§ **What is asked**
Please rename "Expected content" to "Target object" everywhere in the rows below and keep every other part of them unchanged.

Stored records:
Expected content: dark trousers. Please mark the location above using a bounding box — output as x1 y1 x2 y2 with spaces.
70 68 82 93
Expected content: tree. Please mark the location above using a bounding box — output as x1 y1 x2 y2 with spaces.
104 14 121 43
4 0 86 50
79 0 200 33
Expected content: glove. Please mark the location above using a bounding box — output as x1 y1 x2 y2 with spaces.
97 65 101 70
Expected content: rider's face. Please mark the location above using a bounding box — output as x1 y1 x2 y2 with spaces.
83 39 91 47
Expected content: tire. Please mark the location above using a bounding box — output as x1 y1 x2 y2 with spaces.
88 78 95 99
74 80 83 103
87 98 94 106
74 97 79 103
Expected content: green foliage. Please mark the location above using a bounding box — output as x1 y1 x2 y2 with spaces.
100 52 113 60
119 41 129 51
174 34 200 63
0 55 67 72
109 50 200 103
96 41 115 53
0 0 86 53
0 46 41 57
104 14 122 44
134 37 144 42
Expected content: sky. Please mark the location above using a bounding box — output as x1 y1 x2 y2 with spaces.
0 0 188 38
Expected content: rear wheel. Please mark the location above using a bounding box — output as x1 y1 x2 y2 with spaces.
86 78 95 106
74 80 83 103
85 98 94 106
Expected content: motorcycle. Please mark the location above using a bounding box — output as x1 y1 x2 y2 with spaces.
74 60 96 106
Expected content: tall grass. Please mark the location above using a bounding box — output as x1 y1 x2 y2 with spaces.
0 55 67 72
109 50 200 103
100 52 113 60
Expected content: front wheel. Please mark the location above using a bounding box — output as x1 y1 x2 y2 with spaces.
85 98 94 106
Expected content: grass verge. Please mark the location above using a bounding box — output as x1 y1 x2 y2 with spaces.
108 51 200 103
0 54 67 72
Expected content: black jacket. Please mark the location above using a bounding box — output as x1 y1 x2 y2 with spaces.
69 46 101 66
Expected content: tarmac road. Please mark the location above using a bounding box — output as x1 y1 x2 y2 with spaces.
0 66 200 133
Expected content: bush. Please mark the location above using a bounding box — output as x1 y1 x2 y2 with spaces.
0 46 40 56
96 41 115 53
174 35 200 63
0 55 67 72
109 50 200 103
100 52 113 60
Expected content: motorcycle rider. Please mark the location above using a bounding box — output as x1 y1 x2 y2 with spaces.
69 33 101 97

§ **Solution to the problem**
Target object: dark trousers. Please mark the location above using a bounding box — output as x1 y1 x2 y2 with spaces.
70 68 82 93
Target object: tree. Please mark the location above using a bounding box — output as x1 y1 x2 y2 with spaces.
104 14 121 43
4 0 86 50
79 0 200 33
Target object: glove. Please mark the location above using a bounding box — output as x1 y1 x2 y2 with spaces.
97 65 101 70
Target object: rider's face. Please mark the location above using a bounding box — output as x1 y1 x2 y2 with spaces.
83 39 91 47
Target object: tire. Please mark the location above using a bounding box — output as x1 y1 x2 y2 with spaces.
88 78 95 99
74 80 83 103
87 98 94 106
74 97 79 103
Target object: green foliage. Please mark the location above using a bounding box — output as x1 y1 x2 y2 with spaces.
100 52 113 60
119 41 129 51
174 34 200 63
0 55 67 72
109 50 200 103
96 41 115 53
0 0 86 53
0 46 41 57
104 14 122 44
134 37 144 42
Target object: sky. Please mark the location above using a bounding box — output as x1 y1 x2 y2 with spaces.
0 0 188 38
Target object: rear wheel. Please mark the location above using a bounding box — output as x1 y1 x2 y2 with spaces.
86 78 95 106
74 80 83 103
85 98 94 106
Target object: motorcycle. Please mark the location above using a bounding box — output as x1 y1 x2 y2 with spaces.
74 60 96 106
Target object: tall grass. Please mark the location above using a bounding box — output as x1 y1 x2 y2 with spaces.
0 55 67 72
109 50 200 103
100 52 113 60
Target object: front wheel. Please mark the location above using a bounding box — output as x1 y1 x2 y2 with spaces.
85 98 94 106
Target object: grass verge. Please mark the location above using a bounding box — output as x1 y1 x2 y2 with spaces.
108 51 200 103
0 54 67 72
Target object: black jacket. Please mark the location above using a bounding box — output as x1 y1 x2 y2 with spaces.
69 46 101 66
Target object: tarmac road. Please mark the location above using a bounding box — output as x1 y1 x2 y2 with spaces.
0 66 200 133
Target object: bush. Please mark the location above using a bounding box — output as x1 y1 x2 y2 with spaces.
0 46 40 56
96 41 115 53
174 35 200 63
0 55 67 72
109 50 200 103
100 52 113 60
Target object: motorcycle rider. Please mark the location above using a bounding box — output as x1 y1 x2 y2 with spaces.
69 33 101 97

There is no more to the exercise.